▶ **Your goal**
Update the rows that run from the one containing "Where can you spot the yellow" through the end of the rows, replacing "lemon" with "citrus" and keeping everything else the same. Give back only those rows.
## Start Exercise materials
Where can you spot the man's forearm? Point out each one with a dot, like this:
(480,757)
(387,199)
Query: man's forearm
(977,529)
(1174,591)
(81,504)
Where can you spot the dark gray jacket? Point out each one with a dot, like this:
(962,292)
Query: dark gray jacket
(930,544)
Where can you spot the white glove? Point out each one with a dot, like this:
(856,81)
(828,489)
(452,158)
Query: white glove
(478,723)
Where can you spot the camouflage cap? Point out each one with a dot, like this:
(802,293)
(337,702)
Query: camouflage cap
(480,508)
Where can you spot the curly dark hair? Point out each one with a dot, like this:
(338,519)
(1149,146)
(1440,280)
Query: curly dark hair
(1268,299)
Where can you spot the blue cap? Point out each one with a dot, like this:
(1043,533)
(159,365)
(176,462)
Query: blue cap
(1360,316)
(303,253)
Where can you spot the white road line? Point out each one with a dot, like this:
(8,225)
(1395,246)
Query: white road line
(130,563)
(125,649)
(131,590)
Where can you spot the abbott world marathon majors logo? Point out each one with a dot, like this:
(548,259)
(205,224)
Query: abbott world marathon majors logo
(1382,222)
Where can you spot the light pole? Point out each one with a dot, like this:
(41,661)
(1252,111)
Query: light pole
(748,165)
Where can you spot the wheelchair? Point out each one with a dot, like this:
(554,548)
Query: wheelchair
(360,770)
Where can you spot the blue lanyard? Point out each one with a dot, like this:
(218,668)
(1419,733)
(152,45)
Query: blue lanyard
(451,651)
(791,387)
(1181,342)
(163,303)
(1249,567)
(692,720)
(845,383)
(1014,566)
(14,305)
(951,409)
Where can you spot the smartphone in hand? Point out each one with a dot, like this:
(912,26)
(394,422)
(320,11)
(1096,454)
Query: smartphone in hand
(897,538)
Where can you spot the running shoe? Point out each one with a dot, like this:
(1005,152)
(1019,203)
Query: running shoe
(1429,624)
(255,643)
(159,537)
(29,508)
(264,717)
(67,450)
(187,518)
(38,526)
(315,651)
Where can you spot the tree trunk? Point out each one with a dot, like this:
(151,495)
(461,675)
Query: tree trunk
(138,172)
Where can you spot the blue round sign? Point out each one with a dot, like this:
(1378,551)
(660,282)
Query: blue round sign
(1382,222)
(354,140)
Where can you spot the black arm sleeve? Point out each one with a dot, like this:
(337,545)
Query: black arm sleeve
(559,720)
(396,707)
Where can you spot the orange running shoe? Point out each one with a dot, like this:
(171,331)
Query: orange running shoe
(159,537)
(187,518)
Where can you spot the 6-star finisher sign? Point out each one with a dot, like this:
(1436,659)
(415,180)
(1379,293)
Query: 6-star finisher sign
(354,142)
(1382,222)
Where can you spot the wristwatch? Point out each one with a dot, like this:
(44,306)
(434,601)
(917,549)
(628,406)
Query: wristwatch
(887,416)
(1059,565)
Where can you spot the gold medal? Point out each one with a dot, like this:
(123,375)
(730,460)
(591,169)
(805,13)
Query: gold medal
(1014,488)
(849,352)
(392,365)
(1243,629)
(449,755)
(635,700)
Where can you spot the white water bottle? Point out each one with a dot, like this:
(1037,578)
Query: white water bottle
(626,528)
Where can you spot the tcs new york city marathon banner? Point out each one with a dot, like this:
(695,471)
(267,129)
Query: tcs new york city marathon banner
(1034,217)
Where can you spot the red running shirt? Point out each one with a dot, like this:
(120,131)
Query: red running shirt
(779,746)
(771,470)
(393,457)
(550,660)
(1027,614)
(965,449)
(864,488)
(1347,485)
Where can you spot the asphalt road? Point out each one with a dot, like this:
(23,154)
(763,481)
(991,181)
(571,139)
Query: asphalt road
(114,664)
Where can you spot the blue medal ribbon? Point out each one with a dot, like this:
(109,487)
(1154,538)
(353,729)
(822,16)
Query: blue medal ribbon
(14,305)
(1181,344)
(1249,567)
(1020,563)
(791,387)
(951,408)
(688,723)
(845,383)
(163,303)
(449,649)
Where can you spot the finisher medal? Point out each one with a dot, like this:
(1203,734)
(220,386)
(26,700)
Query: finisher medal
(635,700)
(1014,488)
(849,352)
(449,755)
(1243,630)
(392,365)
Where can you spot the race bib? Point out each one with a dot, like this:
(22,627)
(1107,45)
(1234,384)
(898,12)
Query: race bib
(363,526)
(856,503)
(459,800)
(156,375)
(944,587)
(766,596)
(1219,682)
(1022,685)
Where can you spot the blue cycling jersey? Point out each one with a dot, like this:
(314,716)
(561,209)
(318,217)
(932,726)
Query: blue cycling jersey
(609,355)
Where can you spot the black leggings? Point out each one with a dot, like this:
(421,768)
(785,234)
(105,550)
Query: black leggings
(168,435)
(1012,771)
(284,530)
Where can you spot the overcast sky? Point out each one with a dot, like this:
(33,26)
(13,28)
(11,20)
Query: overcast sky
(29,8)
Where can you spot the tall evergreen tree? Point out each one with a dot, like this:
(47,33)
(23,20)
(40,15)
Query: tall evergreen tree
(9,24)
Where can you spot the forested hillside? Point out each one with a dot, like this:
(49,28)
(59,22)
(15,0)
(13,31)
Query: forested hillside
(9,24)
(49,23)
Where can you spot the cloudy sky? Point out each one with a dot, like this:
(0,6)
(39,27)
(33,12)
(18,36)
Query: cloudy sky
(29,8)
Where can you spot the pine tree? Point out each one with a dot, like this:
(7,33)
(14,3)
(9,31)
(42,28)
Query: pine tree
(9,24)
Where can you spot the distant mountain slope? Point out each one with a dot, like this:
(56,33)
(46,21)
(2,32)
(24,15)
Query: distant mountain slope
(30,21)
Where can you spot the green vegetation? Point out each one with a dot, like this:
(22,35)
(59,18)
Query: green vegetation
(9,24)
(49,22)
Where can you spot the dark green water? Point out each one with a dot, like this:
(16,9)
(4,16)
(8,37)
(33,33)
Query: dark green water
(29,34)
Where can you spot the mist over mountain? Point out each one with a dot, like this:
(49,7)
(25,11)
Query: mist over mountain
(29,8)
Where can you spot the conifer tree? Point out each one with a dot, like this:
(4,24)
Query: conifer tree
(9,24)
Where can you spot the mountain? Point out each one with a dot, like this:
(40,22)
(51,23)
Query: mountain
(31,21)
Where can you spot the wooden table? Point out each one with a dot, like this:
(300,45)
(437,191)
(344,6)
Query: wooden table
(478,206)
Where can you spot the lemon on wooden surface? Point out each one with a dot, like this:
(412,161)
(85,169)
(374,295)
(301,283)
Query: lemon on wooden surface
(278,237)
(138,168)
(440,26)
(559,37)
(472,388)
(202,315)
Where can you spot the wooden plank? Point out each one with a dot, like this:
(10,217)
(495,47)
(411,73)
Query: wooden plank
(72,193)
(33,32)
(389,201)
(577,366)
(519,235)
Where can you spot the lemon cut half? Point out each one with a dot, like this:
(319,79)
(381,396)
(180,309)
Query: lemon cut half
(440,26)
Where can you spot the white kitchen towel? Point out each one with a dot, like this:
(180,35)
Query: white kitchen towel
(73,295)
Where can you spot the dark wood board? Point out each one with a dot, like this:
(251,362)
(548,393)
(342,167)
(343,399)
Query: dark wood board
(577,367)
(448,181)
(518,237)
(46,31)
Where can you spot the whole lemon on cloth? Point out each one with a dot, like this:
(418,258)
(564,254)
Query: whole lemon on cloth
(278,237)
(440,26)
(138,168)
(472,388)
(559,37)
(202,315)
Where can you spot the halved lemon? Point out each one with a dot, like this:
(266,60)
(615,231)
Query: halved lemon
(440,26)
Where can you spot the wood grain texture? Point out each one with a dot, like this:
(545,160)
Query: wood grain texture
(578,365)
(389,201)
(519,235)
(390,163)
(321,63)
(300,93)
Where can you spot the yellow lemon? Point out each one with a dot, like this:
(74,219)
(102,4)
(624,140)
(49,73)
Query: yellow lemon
## End Exercise materials
▶ **Response below**
Where can you spot the yellow citrus? Point out each one with a dot, like this:
(74,219)
(102,4)
(624,140)
(49,73)
Query: yellow citrus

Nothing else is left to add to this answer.